Excerto fornecido:
A Ciência não é neutra
Quando da epidemia de gripe “espanhola”, em 1918/19, os responsáveis da época, para evitar o contágio, recomendaram higiene pessoal, usar proteções faciais e manter as pessoas afastadas umas das outras. Como nas trincheiras e hospitais de campanha da I Guerra Mundial o distanciamento físico não era muito praticável, os resultados foram catastróficos.
Passado um século, lavar e desinfetar as mãos, usar máscara e guardar 1,5 m de distância para o ser humano mais próximo continua a ser o meio mais eficaz para conter o vírus. Mas não podemos dizer que está tudo na mesma, pois está de facto pior, quando o asseio é politizado e quem se resguarda e protege ao mesmo tempo os seus semelhantes, pode ser acusado de tenebrosos desígnios ou mesmo acabar fisicamente molestado.
Ficou também a renovada evidência de que as doenças crónicas dão lucro, mas as vacinas não. É evidente que dentro de algum tempo iremos ter uma vacina, mas agora generosamente financiada por dinheiros públicos. Parece, pois, que a Ciência nos falhou. E não por ausência de conhecimento ou de cientistas, mas porque a rentabilidade económica esperada não foi suficiente para mobilizar a pesquisa no sentido de prevenir a anunciada pandemia.
Mas se pense que o complexo tecnológico se manteve ocioso. Aliás são os gigantes do digital que surgem como os grandes beneficiários dos negócios proporcionados pela crise sanitária atual. O frenesim de aplicações para detetar, seguir e controlar a propagação do vírus é um claro sintoma do que existe e do que aí vem. A narrativa fracamente contestada é que, com vacina ou sem ela, a inteligência artificial /IA vem para tornar a vida melhor, mais segura e mais “inteligente”. No dizer de Evgeny Morozov, as tecnologias digitais vivem no mundo do “solucionismo”: há soluções para tudo, mesmo que não haja problemas.
Regressamos assim ao paradigma de Vico: faz-se porque somos capazes e temos condições para fazer, não porque seja preciso ou útil. Mas Vico escrevia no século XVIII, e nessa altura o que defendia fazia sentido, em defesa da superação dos interditos políticos e religiosos. Nos nossos dias, Max Tegmark, em Life 3.0: Being human in the age of artificial intelligence (2017, Allen Lane), talvez sem ler Vico, traça um panorama não problemático do futuro digital, nada incomodado com o facto de não estarmos a assistir à antropomorfização das máquinas, mas sim à mecanização dos humanos.
Cerca de 1930, o psicólogo Lev Vygotski estudou os processos cognitivos com o objetivo de contribuir para a formação de pessoas socialmente empáticas e cooperativas, aptas a superar a condição de indivíduos solitários. Para ele, as aprendizagens aconteciam através da interação com a natureza e com outros agentes inteligentes, conferindo às suas propostas um cariz poderosamente social e situado na existência e atividades dos humanos.
Curiosamente, as suas investigações revelaram-se úteis para a o desenvolvimento de sistemas multiagentes, campo em que se assiste a um redobrado interesse por parte dos centros de investigação em IA. Só que, transportadas para o domínio de deep learning, a generosidade e humanismo de Vygostski são agora paradoxalmente aproveitadas para educar redes neuronais a competir e a aniquilar-se entre si.
Os constantes avanços tecnológicos visam supostamente desenvolver um comportamento inteligente, esquecendo que os seres humanos têm um corpo. E, tal como em 1918, o vírus entra pelo corpo.

Tarefas do exercício:
**1.** Resuma o texto em duas frases.
**2.** Reproduza, por favor, o texto desde «Mas se pense» até «não haja problemas.», inclusive.

[Entradas de dados armazenadas]
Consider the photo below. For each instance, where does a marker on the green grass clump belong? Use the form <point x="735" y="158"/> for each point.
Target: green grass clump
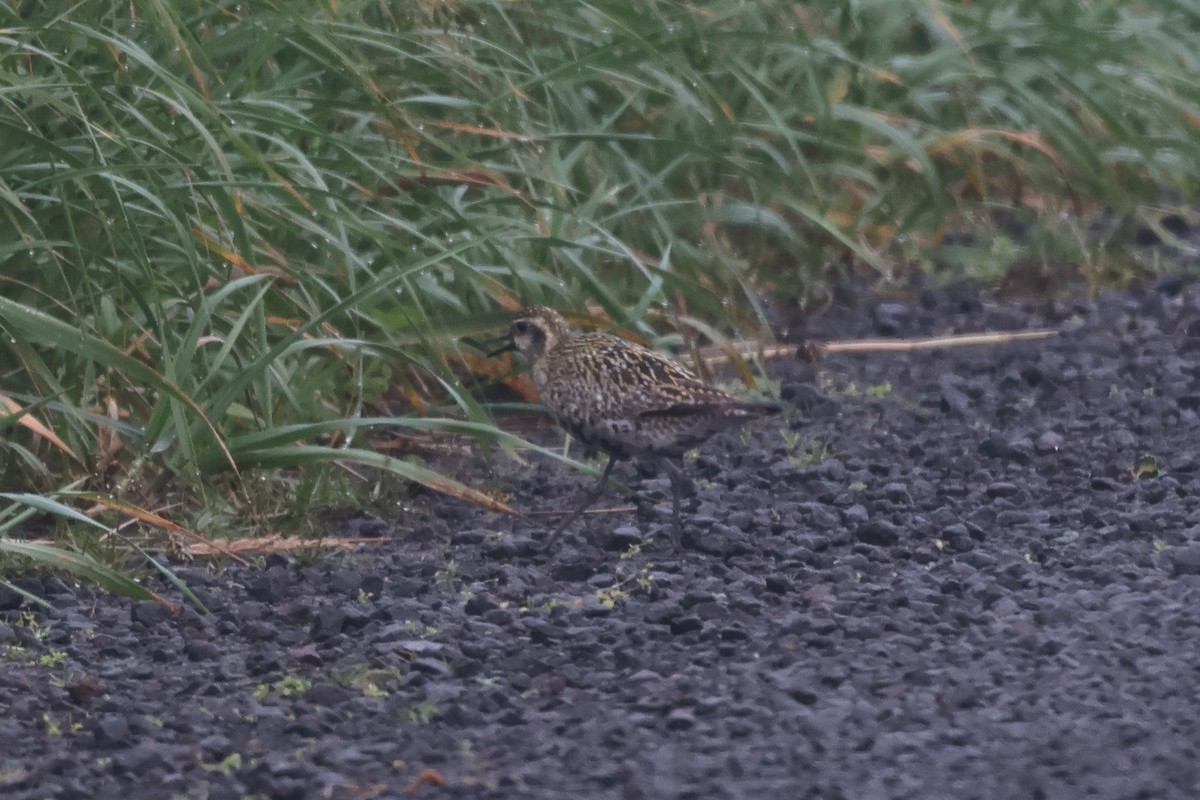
<point x="238" y="238"/>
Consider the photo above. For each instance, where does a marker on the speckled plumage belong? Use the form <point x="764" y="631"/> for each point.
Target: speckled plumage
<point x="621" y="397"/>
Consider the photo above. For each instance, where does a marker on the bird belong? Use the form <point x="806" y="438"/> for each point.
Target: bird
<point x="623" y="400"/>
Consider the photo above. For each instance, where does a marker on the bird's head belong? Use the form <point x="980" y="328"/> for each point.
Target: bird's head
<point x="535" y="331"/>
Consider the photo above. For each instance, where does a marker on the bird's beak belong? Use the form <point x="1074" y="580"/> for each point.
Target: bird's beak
<point x="509" y="347"/>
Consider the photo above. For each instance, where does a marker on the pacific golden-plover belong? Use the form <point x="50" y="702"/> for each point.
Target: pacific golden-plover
<point x="623" y="400"/>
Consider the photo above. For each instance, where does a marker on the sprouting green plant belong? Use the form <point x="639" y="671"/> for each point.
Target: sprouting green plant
<point x="53" y="659"/>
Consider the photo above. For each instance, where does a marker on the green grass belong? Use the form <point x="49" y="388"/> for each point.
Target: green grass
<point x="243" y="239"/>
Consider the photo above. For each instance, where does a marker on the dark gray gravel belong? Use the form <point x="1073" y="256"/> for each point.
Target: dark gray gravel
<point x="954" y="573"/>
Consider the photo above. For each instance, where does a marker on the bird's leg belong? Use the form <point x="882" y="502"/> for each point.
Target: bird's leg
<point x="592" y="497"/>
<point x="677" y="479"/>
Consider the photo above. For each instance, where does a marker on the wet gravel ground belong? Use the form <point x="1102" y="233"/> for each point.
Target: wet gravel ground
<point x="953" y="573"/>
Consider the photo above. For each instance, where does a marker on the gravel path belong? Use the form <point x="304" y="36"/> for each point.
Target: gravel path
<point x="955" y="573"/>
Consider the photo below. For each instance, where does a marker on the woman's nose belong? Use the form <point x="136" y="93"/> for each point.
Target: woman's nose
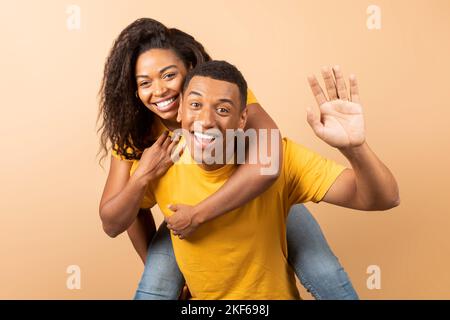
<point x="159" y="89"/>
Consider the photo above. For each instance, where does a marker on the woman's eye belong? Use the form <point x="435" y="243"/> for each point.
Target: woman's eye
<point x="169" y="76"/>
<point x="222" y="110"/>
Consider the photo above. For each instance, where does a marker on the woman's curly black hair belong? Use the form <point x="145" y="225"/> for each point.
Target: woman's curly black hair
<point x="126" y="121"/>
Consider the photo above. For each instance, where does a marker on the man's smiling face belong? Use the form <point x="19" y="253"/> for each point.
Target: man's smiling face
<point x="209" y="107"/>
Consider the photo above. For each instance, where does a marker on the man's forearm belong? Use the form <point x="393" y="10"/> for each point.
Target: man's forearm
<point x="376" y="188"/>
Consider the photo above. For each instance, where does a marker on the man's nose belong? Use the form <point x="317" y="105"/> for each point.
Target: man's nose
<point x="207" y="116"/>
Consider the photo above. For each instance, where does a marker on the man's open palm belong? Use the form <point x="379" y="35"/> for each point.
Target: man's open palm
<point x="341" y="121"/>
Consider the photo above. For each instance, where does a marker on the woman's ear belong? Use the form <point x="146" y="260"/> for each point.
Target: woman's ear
<point x="180" y="108"/>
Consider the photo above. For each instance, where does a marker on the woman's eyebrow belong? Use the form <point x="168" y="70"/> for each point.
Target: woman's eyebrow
<point x="160" y="71"/>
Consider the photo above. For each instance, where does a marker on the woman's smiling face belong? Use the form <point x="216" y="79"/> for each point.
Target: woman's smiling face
<point x="160" y="75"/>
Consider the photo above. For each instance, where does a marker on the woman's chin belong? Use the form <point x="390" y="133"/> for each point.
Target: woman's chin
<point x="170" y="114"/>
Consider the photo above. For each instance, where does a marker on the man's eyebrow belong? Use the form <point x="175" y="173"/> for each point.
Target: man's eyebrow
<point x="195" y="93"/>
<point x="160" y="71"/>
<point x="227" y="100"/>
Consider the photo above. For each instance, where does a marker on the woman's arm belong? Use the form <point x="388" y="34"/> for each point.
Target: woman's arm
<point x="143" y="228"/>
<point x="141" y="232"/>
<point x="244" y="185"/>
<point x="123" y="195"/>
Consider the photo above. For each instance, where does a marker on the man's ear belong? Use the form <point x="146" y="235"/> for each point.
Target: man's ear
<point x="243" y="118"/>
<point x="180" y="108"/>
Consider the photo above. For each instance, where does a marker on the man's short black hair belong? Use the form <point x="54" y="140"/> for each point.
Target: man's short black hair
<point x="220" y="70"/>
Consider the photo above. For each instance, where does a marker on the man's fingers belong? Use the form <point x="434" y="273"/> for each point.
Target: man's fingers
<point x="354" y="91"/>
<point x="173" y="207"/>
<point x="327" y="75"/>
<point x="173" y="144"/>
<point x="317" y="90"/>
<point x="162" y="137"/>
<point x="314" y="122"/>
<point x="166" y="143"/>
<point x="340" y="83"/>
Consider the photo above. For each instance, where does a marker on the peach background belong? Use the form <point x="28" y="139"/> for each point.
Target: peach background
<point x="51" y="182"/>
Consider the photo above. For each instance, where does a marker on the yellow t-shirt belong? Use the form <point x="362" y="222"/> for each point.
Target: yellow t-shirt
<point x="158" y="128"/>
<point x="243" y="253"/>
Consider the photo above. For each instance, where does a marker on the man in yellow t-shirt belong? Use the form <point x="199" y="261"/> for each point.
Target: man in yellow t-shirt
<point x="243" y="254"/>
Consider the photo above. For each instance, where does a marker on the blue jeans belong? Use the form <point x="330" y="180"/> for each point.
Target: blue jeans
<point x="309" y="254"/>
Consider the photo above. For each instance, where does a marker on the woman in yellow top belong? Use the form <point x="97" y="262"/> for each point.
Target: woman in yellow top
<point x="140" y="95"/>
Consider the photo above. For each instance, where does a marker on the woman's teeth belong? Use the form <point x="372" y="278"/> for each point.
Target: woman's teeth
<point x="165" y="103"/>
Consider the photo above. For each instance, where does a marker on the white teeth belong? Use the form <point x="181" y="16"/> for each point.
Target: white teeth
<point x="200" y="135"/>
<point x="165" y="103"/>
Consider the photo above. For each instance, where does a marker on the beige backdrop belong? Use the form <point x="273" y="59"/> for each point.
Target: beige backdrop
<point x="51" y="182"/>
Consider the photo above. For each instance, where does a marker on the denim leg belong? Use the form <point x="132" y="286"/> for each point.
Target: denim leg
<point x="317" y="268"/>
<point x="162" y="279"/>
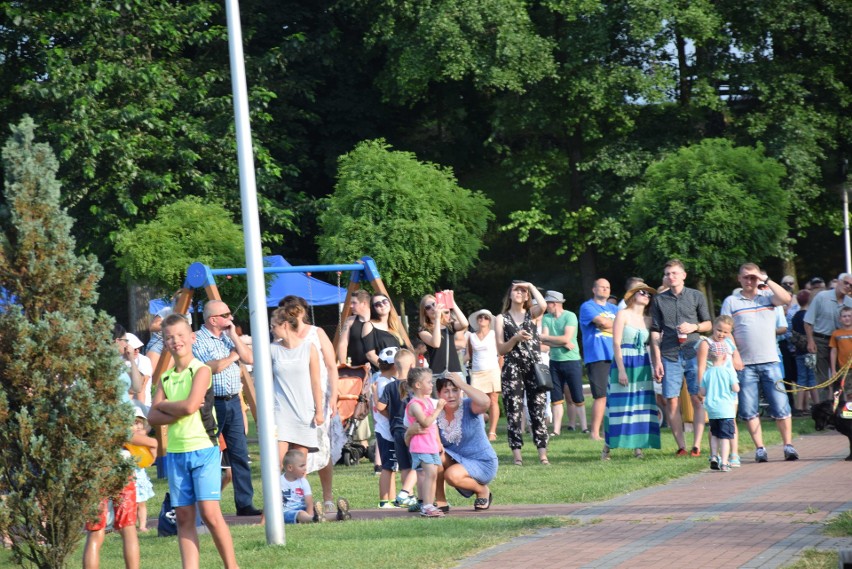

Resultados por tarefa:
**1.** Tal como na gripe "espanhola" de 1918/19, lavar as mãos, usar máscara e manter distância continua a ser o meio mais eficaz para conter o vírus, mas a Ciência falhou porque a rentabilidade económica esperada não bastou para mobilizar a pesquisa preventiva, enquanto os gigantes do digital surgem como os grandes beneficiários da crise sanitária. O texto critica a visão não problemática do futuro digital, em que se assiste à mecanização dos humanos, e lembra que os avanços tecnológicos esquecem que os seres humanos têm um corpo, por onde o vírus entra.

**2.**
Mas se pense que o complexo tecnológico se manteve ocioso. Aliás são os gigantes do digital que surgem como os grandes beneficiários dos negócios proporcionados pela crise sanitária atual. O frenesim de aplicações para detetar, seguir e controlar a propagação do vírus é um claro sintoma do que existe e do que aí vem. A narrativa fracamente contestada é que, com vacina ou sem ela, a inteligência artificial /IA vem para tornar a vida melhor, mais segura e mais “inteligente”. No dizer de Evgeny Morozov, as tecnologias digitais vivem no mundo do “solucionismo”: há soluções para tudo, mesmo que não haja problemas.